What to work on
Please update the records below by changing every "rough mask" to "coarse mask" and leaving all other text unchanged.

[Source records]
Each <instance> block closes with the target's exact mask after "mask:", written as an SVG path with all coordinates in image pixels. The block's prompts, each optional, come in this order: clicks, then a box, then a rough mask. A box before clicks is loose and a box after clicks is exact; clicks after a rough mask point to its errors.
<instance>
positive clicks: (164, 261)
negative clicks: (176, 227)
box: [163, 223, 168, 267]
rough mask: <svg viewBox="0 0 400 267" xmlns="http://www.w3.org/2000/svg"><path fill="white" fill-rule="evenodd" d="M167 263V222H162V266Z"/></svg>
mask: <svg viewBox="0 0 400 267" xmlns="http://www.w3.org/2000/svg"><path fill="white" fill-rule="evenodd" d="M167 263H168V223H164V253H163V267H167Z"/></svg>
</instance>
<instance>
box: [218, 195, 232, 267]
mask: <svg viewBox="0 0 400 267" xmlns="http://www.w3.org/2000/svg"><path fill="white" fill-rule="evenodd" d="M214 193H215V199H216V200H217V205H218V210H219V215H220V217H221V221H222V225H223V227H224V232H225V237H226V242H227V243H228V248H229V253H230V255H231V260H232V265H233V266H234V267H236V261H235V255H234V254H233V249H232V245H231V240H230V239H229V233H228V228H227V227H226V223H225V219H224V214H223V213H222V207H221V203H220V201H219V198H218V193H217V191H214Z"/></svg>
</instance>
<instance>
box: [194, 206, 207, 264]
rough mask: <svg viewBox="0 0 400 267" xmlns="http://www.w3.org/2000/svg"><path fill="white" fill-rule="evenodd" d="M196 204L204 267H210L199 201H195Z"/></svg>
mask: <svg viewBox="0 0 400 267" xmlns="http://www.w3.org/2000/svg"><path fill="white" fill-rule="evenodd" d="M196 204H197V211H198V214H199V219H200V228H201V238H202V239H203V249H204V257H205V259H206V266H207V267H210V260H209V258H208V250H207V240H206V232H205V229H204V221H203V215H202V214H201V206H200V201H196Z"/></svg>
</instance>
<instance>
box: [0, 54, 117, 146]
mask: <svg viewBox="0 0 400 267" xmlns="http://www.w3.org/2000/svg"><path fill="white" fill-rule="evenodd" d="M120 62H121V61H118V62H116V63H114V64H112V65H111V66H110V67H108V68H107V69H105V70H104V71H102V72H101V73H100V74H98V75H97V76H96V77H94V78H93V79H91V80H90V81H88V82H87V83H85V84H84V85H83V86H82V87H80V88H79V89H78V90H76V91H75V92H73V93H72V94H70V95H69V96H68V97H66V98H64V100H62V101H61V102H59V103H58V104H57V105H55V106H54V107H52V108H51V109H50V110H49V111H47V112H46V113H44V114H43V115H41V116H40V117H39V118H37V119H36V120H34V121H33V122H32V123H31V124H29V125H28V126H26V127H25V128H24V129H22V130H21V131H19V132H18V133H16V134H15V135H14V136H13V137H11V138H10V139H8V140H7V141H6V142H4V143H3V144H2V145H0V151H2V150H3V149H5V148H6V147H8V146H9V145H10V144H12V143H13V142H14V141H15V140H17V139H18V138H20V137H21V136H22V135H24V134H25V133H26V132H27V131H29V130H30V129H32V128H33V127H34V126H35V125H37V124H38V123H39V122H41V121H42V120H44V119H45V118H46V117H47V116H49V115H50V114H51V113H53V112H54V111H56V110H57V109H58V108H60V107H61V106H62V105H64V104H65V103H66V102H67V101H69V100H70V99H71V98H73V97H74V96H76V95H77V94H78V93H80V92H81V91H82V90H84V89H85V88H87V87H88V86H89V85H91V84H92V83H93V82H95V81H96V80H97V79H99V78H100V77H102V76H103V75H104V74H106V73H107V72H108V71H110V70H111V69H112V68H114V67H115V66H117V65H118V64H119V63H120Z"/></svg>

Answer section
Each <instance> block closes with the target's exact mask after "mask:", written as an SVG path with all coordinates in image pixels. The block's prompts, each optional, come in this order: clicks, then a box, then a coarse mask. A box before clicks is loose and a box after clicks is exact; clicks after a coarse mask point to its errors.
<instance>
positive clicks: (164, 261)
negative clicks: (176, 227)
box: [163, 223, 168, 267]
coarse mask: <svg viewBox="0 0 400 267" xmlns="http://www.w3.org/2000/svg"><path fill="white" fill-rule="evenodd" d="M167 263V222H162V266Z"/></svg>
mask: <svg viewBox="0 0 400 267" xmlns="http://www.w3.org/2000/svg"><path fill="white" fill-rule="evenodd" d="M167 263H168V223H164V253H163V267H167Z"/></svg>
</instance>
<instance>
box: [218, 195, 232, 267]
mask: <svg viewBox="0 0 400 267" xmlns="http://www.w3.org/2000/svg"><path fill="white" fill-rule="evenodd" d="M214 193H215V199H216V200H217V205H218V210H219V215H220V217H221V221H222V225H223V227H224V232H225V237H226V242H227V243H228V248H229V253H230V255H231V260H232V265H233V266H234V267H236V261H235V255H234V254H233V249H232V245H231V240H230V239H229V233H228V228H227V227H226V223H225V219H224V214H223V213H222V207H221V203H220V201H219V198H218V193H217V191H214Z"/></svg>
</instance>
<instance>
box: [194, 206, 207, 264]
coarse mask: <svg viewBox="0 0 400 267" xmlns="http://www.w3.org/2000/svg"><path fill="white" fill-rule="evenodd" d="M196 204L204 267H210L199 201H195Z"/></svg>
mask: <svg viewBox="0 0 400 267" xmlns="http://www.w3.org/2000/svg"><path fill="white" fill-rule="evenodd" d="M196 204H197V211H198V214H199V219H200V228H201V238H202V239H203V249H204V257H205V259H206V266H207V267H210V260H209V258H208V250H207V240H206V232H205V229H204V221H203V215H202V214H201V206H200V201H196Z"/></svg>
</instance>
<instance>
box: [0, 54, 117, 146]
mask: <svg viewBox="0 0 400 267" xmlns="http://www.w3.org/2000/svg"><path fill="white" fill-rule="evenodd" d="M120 62H121V61H118V62H116V63H114V64H112V65H111V66H110V67H108V68H107V69H105V70H104V71H102V72H101V73H100V74H98V75H97V76H96V77H94V78H93V79H91V80H90V81H88V82H87V83H85V84H84V85H83V86H82V87H80V88H79V89H78V90H76V91H75V92H73V93H72V94H70V95H69V96H68V97H66V98H64V100H62V101H61V102H59V103H58V104H57V105H55V106H54V107H52V108H51V109H50V110H49V111H47V112H46V113H44V114H43V115H41V116H40V117H39V118H37V119H36V120H34V121H33V122H32V123H31V124H29V125H28V126H26V127H25V128H24V129H22V130H21V131H19V132H18V133H16V134H15V135H14V136H13V137H11V138H10V139H8V140H7V141H6V142H4V143H3V144H2V145H0V151H2V150H3V149H5V148H6V147H8V146H9V145H10V144H12V143H13V142H14V141H15V140H17V139H18V138H20V137H21V136H22V135H24V134H25V133H26V132H27V131H29V130H30V129H32V128H33V127H34V126H35V125H37V124H38V123H39V122H41V121H42V120H44V119H45V118H46V117H47V116H49V115H50V114H51V113H53V112H54V111H56V110H57V109H58V108H60V107H61V106H62V105H64V104H65V103H66V102H67V101H69V100H70V99H71V98H73V97H74V96H76V95H77V94H78V93H80V92H81V91H82V90H84V89H85V88H87V87H88V86H89V85H91V84H92V83H93V82H95V81H96V80H97V79H99V78H100V77H102V76H103V75H104V74H106V73H107V72H108V71H110V70H111V69H112V68H114V67H115V66H117V65H118V64H119V63H120Z"/></svg>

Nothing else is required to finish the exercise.